> THE REQUEST
Copy the material below word for word, leaving out the pictures.

> EXTRACTED MATERIAL
--------------------------------
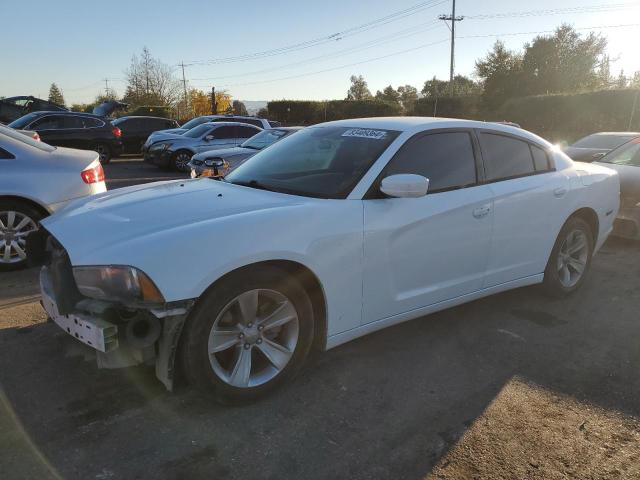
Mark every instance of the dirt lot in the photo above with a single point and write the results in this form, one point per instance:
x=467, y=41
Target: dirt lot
x=512, y=386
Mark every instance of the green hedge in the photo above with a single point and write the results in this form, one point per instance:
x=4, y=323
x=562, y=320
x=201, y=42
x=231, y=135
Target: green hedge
x=300, y=112
x=568, y=117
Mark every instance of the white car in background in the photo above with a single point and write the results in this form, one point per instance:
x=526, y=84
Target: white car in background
x=37, y=179
x=337, y=231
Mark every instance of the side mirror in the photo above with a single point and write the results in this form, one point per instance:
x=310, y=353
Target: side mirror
x=405, y=185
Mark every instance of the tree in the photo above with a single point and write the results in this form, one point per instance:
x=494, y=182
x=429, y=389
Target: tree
x=359, y=89
x=239, y=108
x=565, y=62
x=151, y=82
x=500, y=72
x=388, y=95
x=55, y=95
x=408, y=96
x=441, y=88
--------------------------------
> TASK RESPONSE
Mark every instance of the dirt lot in the photo above with a single point and write the results in this form, one point per instance:
x=467, y=41
Target: dirt lot
x=512, y=386
Mark every instance of the green hedge in the photo above with a single point and write the results in this form, one point per instance:
x=4, y=323
x=562, y=320
x=201, y=42
x=231, y=135
Target: green hedge
x=300, y=112
x=568, y=117
Mark every instance of the white car in background in the photo above with a single point and write the results in this form, one point per instance:
x=526, y=84
Target: white car in background
x=37, y=179
x=337, y=231
Mark every instance of the side mirror in the photo above with a single point and write the results in this form, one point per instance:
x=310, y=353
Target: side mirror
x=405, y=185
Mark every instance of the tree in the photo above with a single point and write the results in this form, one point per instance:
x=494, y=182
x=429, y=389
Target: tree
x=359, y=89
x=239, y=108
x=565, y=62
x=151, y=82
x=500, y=72
x=388, y=95
x=55, y=95
x=408, y=96
x=441, y=88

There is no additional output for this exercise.